Source records
◆ ◆ ◆ ◆

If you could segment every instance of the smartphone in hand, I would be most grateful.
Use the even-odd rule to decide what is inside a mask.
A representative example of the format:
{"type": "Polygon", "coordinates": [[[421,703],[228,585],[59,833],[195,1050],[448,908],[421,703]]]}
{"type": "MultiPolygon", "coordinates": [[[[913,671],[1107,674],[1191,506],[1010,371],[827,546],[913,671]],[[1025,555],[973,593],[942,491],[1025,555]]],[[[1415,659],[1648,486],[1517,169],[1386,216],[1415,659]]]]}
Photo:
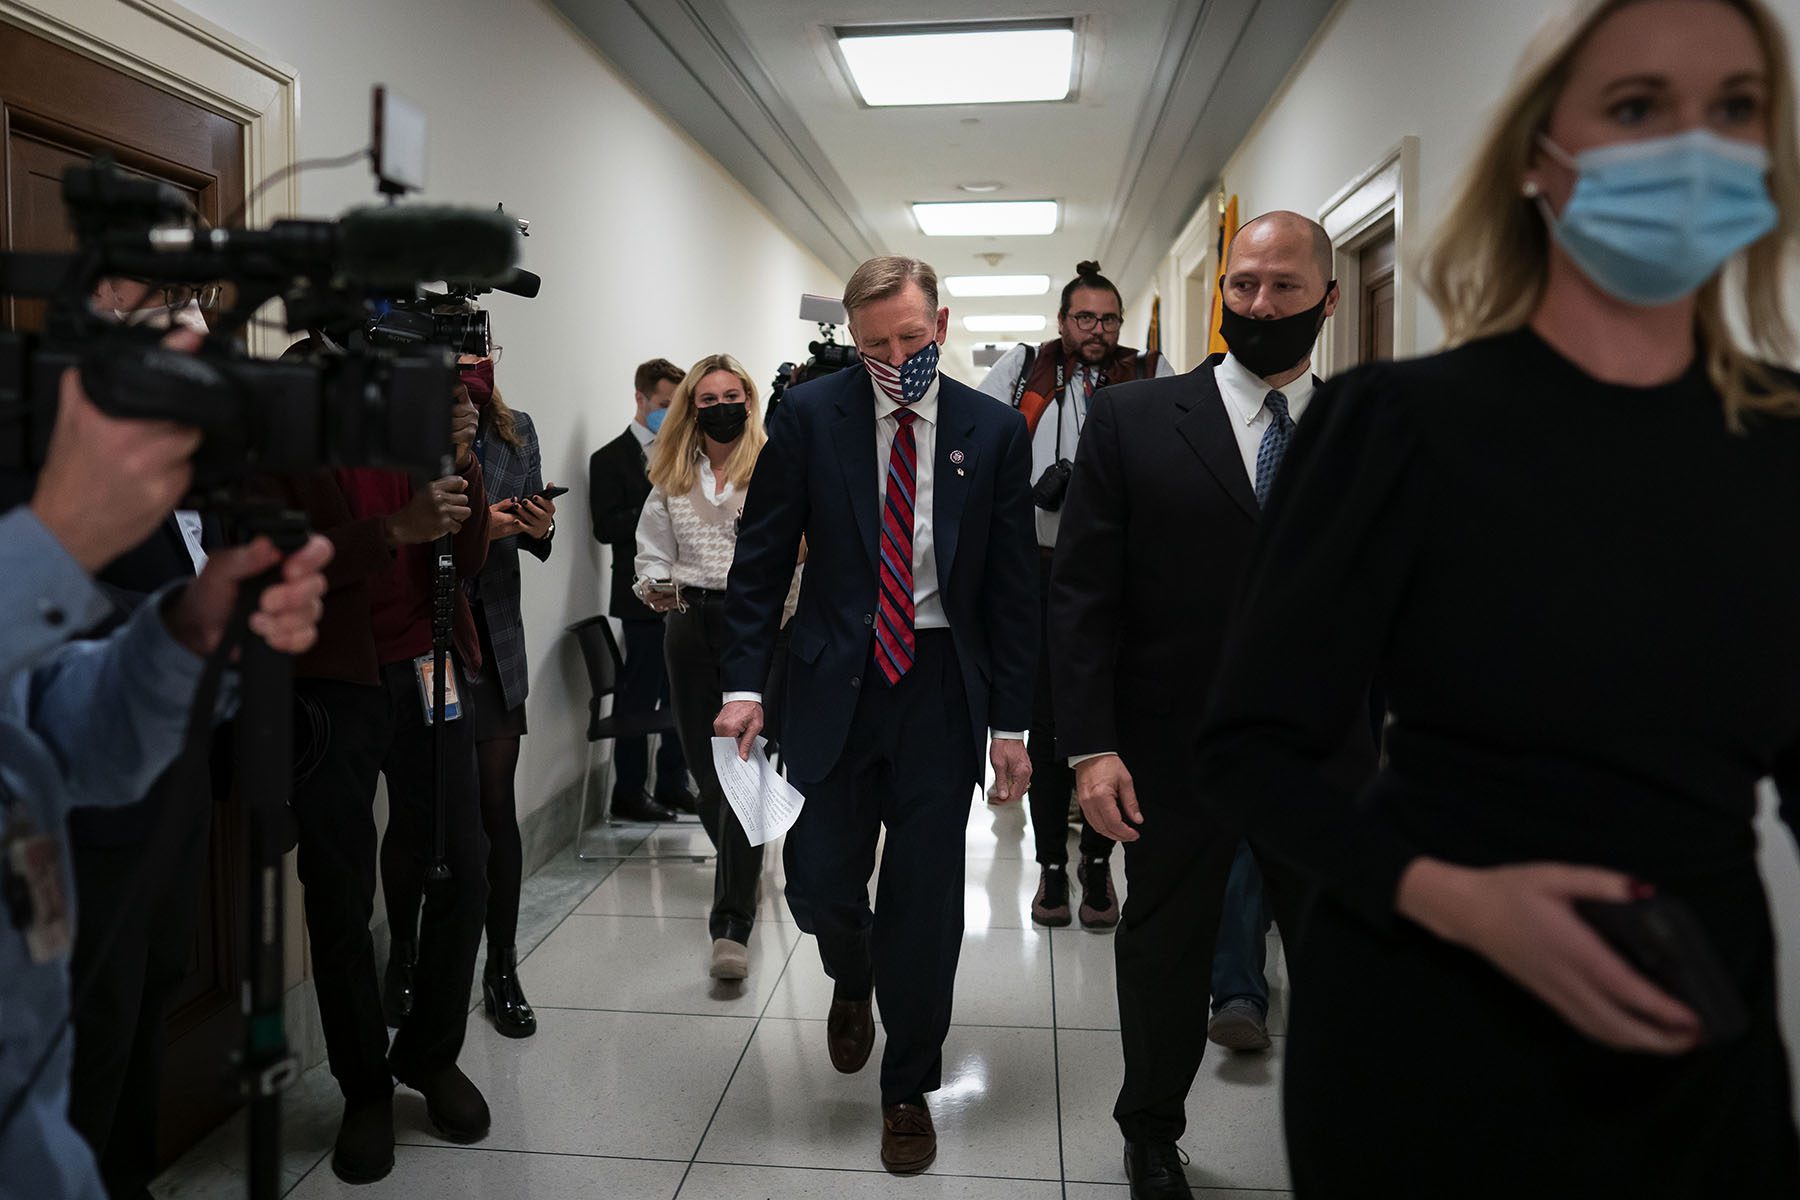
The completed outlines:
{"type": "Polygon", "coordinates": [[[1700,1018],[1708,1042],[1742,1034],[1744,998],[1692,909],[1673,896],[1609,902],[1581,900],[1575,911],[1607,945],[1700,1018]]]}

◆ ◆ ◆ ◆

To do:
Output every record above exactly, leaving out the pictures.

Answer box:
If you could segment every instance of the smartphone in hand, I would be most grateful.
Use the even-odd rule to decide what is inside a mask.
A representative example of the format:
{"type": "Polygon", "coordinates": [[[421,703],[228,585],[59,833],[195,1050],[448,908],[421,703]]]}
{"type": "MultiPolygon", "coordinates": [[[[913,671],[1107,674],[1191,506],[1010,371],[827,546],[913,671]],[[1025,555],[973,593],[942,491],[1025,555]]],[[[1415,659],[1648,486],[1517,169],[1386,216],[1415,659]]]]}
Photo:
The completed outlines:
{"type": "Polygon", "coordinates": [[[1700,1018],[1708,1042],[1742,1034],[1744,998],[1692,909],[1673,896],[1609,902],[1581,900],[1575,911],[1607,945],[1700,1018]]]}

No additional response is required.